EXTRACTED ENTRIES:
***

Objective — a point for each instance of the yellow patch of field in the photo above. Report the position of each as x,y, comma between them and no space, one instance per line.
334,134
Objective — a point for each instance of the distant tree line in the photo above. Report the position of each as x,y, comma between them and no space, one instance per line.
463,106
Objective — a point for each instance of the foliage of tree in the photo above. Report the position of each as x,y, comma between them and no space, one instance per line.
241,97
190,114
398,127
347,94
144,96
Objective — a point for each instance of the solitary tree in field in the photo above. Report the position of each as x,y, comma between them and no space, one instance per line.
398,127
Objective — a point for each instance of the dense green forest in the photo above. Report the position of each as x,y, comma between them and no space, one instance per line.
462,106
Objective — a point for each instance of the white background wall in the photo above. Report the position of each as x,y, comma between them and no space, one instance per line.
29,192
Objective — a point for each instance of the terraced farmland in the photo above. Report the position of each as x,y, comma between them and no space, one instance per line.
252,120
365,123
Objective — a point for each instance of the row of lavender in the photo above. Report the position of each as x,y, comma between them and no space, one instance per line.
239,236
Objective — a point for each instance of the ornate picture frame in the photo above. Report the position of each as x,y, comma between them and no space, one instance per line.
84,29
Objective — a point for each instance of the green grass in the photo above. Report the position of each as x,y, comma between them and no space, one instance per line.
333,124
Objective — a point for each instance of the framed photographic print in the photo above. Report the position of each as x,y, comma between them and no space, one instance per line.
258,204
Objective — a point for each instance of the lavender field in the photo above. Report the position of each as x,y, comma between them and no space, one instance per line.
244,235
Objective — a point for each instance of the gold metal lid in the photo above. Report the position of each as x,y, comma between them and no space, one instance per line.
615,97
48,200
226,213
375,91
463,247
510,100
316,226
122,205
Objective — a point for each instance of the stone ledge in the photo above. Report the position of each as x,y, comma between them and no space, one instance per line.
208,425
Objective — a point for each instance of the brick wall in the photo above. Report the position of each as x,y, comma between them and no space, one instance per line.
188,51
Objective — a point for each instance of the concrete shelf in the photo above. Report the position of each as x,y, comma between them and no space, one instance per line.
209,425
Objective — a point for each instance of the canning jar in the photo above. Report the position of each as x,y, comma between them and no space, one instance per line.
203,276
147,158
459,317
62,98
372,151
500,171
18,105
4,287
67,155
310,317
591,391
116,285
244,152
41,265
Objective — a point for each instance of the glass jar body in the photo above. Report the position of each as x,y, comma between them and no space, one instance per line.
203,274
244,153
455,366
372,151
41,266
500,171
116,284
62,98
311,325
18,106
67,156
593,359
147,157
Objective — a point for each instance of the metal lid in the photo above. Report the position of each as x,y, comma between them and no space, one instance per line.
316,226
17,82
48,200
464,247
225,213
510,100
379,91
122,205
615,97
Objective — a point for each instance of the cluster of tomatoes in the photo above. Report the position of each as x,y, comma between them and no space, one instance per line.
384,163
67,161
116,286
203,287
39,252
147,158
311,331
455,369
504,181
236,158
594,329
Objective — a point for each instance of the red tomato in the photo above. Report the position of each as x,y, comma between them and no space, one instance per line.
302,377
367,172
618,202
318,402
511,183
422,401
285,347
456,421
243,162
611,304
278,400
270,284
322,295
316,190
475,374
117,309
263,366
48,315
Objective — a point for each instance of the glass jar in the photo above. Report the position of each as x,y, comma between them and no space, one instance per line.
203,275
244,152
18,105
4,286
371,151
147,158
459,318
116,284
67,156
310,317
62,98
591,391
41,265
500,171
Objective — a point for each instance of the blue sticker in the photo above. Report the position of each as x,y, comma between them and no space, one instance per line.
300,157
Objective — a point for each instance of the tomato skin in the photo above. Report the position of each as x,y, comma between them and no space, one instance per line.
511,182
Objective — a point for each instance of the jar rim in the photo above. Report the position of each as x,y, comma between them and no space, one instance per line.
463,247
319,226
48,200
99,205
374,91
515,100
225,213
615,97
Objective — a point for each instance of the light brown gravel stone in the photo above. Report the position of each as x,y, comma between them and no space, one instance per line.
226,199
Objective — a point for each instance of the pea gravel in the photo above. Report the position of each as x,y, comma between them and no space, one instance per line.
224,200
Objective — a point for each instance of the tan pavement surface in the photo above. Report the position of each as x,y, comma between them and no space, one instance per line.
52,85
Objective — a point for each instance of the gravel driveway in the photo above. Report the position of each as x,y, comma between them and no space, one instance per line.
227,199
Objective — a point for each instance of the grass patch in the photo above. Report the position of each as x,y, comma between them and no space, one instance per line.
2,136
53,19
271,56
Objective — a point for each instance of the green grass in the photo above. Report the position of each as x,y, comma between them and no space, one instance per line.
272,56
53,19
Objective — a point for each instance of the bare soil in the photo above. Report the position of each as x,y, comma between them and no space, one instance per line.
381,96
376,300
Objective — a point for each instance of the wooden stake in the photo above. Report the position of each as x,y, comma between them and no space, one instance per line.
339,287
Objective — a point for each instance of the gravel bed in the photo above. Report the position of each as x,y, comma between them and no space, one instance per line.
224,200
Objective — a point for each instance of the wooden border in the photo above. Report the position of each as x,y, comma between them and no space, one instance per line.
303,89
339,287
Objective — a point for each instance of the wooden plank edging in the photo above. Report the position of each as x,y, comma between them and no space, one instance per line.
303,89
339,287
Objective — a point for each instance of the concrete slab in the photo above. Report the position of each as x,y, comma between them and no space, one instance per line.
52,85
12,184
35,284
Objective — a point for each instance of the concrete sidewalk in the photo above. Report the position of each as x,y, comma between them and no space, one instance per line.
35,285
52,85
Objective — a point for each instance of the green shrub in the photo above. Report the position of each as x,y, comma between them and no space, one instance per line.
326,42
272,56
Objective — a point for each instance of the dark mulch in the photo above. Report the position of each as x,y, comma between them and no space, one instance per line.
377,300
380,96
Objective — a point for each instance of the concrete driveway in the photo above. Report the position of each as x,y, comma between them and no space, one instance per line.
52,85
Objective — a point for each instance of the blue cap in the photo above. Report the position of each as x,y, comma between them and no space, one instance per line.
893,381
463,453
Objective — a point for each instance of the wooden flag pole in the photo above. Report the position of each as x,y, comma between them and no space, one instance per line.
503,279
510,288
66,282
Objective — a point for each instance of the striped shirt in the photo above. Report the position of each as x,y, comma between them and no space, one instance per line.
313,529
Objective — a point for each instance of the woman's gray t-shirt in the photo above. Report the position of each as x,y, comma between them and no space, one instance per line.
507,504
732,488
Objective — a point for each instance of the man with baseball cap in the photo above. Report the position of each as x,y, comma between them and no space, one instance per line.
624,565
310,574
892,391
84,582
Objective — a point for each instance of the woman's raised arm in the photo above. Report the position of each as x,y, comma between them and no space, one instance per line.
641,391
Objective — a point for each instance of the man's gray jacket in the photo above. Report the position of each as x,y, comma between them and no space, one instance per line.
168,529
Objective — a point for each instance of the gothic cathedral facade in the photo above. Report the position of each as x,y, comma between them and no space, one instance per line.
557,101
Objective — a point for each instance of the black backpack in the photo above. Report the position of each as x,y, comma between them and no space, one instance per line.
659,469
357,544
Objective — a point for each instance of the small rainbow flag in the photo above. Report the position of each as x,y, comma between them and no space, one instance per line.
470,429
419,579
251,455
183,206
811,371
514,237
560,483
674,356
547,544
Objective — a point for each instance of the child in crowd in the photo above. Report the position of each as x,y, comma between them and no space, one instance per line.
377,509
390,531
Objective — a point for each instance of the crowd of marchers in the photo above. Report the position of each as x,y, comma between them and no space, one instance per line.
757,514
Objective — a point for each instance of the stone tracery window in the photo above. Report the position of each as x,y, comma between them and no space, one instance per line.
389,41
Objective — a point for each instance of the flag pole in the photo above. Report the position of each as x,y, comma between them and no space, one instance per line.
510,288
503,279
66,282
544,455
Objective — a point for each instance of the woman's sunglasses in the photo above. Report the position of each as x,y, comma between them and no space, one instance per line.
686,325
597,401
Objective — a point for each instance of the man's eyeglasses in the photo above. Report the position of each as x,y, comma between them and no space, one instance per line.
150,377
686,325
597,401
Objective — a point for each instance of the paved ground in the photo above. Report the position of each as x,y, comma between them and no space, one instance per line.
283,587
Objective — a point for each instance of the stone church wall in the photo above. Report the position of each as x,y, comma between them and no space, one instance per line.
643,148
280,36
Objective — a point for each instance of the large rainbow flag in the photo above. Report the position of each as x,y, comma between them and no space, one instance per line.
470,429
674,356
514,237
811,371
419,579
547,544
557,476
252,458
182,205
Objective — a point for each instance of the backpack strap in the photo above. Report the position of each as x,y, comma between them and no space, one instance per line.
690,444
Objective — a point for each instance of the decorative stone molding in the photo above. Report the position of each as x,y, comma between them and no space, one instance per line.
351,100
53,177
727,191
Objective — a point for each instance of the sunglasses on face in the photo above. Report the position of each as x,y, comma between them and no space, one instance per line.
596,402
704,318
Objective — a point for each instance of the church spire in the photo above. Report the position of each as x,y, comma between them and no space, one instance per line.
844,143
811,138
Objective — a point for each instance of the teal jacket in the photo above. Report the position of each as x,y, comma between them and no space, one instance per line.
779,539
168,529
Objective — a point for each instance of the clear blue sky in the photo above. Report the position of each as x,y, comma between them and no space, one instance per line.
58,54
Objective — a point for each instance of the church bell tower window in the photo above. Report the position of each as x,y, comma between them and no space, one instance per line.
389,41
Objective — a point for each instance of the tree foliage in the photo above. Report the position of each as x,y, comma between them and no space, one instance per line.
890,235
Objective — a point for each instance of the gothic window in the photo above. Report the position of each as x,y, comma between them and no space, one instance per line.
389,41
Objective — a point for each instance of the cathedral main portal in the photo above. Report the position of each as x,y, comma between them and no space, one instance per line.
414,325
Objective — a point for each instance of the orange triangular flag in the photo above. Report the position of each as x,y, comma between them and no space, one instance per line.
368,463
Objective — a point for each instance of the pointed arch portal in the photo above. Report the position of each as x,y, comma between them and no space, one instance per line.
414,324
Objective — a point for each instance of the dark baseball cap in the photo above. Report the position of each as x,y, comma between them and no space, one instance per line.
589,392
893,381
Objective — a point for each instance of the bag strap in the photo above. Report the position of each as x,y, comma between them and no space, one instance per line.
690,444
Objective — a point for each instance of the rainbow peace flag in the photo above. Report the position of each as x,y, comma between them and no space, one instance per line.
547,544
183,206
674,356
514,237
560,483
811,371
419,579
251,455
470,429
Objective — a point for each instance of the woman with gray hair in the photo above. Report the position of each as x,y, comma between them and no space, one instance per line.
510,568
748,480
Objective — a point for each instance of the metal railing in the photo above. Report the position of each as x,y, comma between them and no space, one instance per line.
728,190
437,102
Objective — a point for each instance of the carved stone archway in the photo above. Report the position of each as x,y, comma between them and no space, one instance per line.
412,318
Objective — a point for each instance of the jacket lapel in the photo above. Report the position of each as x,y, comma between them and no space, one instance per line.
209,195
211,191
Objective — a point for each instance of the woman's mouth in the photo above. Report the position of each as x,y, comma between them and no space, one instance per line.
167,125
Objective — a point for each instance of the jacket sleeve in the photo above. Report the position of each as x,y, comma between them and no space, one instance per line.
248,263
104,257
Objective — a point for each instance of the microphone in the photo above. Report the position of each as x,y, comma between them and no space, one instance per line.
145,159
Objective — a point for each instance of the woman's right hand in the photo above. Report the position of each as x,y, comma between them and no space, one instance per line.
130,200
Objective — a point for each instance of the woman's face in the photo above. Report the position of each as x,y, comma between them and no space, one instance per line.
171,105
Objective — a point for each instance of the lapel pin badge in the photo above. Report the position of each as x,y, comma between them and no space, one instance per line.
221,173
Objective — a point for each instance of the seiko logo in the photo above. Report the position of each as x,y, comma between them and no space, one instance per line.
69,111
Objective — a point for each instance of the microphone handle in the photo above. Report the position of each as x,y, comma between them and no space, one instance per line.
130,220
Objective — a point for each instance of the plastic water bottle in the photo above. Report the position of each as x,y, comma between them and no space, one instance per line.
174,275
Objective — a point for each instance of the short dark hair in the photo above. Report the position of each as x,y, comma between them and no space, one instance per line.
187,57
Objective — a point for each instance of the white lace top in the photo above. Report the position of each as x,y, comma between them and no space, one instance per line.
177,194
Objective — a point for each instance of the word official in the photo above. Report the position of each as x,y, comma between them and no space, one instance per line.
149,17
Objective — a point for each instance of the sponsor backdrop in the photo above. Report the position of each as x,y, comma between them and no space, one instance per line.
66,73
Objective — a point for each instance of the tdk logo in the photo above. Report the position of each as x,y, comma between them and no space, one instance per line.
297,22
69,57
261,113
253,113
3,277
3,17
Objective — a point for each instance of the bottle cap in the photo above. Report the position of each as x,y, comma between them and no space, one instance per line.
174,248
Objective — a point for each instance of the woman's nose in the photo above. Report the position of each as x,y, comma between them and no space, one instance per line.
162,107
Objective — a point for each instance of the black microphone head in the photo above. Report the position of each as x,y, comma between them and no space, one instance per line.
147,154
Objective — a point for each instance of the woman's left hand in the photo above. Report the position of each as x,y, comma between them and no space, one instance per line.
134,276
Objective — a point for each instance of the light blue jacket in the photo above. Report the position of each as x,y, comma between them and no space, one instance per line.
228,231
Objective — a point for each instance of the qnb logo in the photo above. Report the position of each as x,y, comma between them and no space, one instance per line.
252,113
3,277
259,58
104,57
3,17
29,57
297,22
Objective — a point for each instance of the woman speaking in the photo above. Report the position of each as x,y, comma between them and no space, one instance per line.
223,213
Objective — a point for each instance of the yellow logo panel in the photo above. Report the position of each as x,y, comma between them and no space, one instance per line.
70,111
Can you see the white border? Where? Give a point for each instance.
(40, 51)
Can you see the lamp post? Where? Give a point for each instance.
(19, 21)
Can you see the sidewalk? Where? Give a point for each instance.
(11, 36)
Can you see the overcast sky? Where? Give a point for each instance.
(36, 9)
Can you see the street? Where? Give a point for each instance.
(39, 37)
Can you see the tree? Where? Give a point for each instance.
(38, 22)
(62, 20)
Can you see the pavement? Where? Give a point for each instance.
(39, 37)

***

WORK ITEM:
Set down exactly, and only, the lines from the one with "Can you see the lamp" to the final line of the data.

YOUR SOLUTION:
Can you see the lamp post? Where? Give a point for each instance.
(19, 21)
Can you see the sidewalk? Where? Give a point for each instance.
(11, 36)
Can you see the overcast sky? Where? Give a point for each instance.
(36, 9)
Can you see the street? Where? Give a point for each instance.
(39, 37)
Can you see the tree? Where? Give a point for each instance.
(38, 22)
(62, 20)
Can you see the pavement? Where? Give a point for each instance.
(39, 37)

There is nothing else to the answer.